■ **EXCERPT PROVIDED**:
============================================================

I remember those last few months with each baby – it got harder and harder to put them to bed without a nursing (and weaning them at 9-10 months may be easier for some babies, but not necessarily for all) – not for the nourishment, but for the snuggling and relaxing before bed benefits! And that gets Mommies feeling like the human pacifier label you used in your question.
You don't say whether you have a partner/spouse – I have a great Dad for a husband, who although he was gone a LOT, would be the putter-to-bed whenever he was home. The most helpful thing for me during these weaning times was for me to snuggle and read a book to my girls, and spend quality Mommy-time just before bed without nursing and NOT in the rocker or their/my bed– and then disappear – to return only when my husband gave the all-clear signal! I redirected their attention to something else like a sippy cup of cold ice water in a cup they picked out at the store (I told them they could pick between this cup or that cup and it would be their special sleepy cup, since Mommy couldn't always be there at bedtime.)
I'm really glad to hear you can't tell your daughter that she will get thrown out of the window as a joke! Far better to tell her how special these nursing days have been, and that we can still have special time together before bed without breastfeeding. Sometimes Erin, our oldest, would cry for me, and when I could hear it I was a basket case – but Gary promised me she would do better if I didn't go in and interrupt them.
Soft music, being able to choose a night-light, a special stuffed animal or dolly – all these can help get a routine for sleep established that is different from the one when you nursed her to sleep.

============================================================

Entries from a pointing dataset:
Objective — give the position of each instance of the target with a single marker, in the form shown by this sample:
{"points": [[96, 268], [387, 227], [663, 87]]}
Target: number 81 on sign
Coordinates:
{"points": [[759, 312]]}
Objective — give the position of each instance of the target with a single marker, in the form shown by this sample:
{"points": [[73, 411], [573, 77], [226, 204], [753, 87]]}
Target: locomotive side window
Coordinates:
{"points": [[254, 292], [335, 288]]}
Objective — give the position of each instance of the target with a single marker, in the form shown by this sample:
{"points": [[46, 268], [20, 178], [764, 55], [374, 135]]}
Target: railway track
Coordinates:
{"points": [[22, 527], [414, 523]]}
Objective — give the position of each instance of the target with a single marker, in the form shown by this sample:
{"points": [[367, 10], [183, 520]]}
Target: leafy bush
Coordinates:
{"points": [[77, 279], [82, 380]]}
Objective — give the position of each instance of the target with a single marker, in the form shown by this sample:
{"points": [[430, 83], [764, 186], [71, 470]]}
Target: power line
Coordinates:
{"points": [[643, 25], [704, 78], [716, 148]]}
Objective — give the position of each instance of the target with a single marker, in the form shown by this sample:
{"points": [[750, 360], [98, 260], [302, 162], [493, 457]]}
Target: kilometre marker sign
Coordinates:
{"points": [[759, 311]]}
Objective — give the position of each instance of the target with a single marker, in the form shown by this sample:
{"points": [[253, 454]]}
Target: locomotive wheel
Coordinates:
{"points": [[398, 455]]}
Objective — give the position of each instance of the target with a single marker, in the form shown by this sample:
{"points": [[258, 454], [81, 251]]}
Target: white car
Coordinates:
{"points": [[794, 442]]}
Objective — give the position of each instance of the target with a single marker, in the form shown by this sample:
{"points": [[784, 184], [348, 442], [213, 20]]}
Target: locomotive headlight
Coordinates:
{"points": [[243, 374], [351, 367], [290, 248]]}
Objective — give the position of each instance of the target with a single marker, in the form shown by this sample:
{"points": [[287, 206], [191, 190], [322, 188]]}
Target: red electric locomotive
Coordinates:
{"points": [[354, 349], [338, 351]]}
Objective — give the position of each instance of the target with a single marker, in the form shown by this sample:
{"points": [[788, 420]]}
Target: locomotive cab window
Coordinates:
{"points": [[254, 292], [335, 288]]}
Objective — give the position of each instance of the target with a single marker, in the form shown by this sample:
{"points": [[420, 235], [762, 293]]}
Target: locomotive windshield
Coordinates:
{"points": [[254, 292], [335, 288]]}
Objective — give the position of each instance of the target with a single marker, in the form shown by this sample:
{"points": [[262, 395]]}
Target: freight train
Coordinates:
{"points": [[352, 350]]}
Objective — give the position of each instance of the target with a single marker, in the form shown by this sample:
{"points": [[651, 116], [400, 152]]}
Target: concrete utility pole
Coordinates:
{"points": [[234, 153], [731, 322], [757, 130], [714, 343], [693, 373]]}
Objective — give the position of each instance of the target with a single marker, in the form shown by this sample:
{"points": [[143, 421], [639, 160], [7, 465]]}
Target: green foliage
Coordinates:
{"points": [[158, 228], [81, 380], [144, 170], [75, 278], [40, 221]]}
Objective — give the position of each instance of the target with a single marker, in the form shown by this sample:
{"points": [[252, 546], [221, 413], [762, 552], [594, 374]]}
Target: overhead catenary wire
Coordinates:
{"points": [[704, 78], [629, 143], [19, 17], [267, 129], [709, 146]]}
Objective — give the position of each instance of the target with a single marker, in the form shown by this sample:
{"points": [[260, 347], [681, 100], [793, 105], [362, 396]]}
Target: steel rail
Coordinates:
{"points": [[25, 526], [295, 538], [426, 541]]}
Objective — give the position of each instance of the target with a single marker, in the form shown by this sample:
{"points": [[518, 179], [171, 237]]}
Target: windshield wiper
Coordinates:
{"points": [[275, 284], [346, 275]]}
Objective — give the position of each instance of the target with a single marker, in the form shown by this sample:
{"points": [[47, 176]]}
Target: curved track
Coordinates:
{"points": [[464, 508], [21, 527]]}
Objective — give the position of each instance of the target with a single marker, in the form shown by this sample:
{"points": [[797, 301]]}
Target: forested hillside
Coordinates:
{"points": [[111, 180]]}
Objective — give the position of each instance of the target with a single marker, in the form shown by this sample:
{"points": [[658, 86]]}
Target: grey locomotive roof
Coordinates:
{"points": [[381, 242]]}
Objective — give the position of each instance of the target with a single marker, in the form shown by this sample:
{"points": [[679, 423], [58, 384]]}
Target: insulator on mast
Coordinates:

============================================================

■ **REQUIREMENT A**: In the weaning advice, switch "pacifier" to "security blanket" and write out the stretch from "I remember those" through "in your question.".
■ **REQUIREMENT B**: According to the weaning advice, why did the writer not go in to Erin when Erin cried for her at bedtime?
The data has no connection to the weaning advice.

■ **WORKED ANSWER A**:
I remember those last few months with each baby – it got harder and harder to put them to bed without a nursing (and weaning them at 9-10 months may be easier for some babies, but not necessarily for all) – not for the nourishment, but for the snuggling and relaxing before bed benefits! And that gets Mommies feeling like the human security blanket label you used in your question.

■ **WORKED ANSWER B**: Gary had promised the writer that Erin would do better if the writer didn't go in and interrupt them.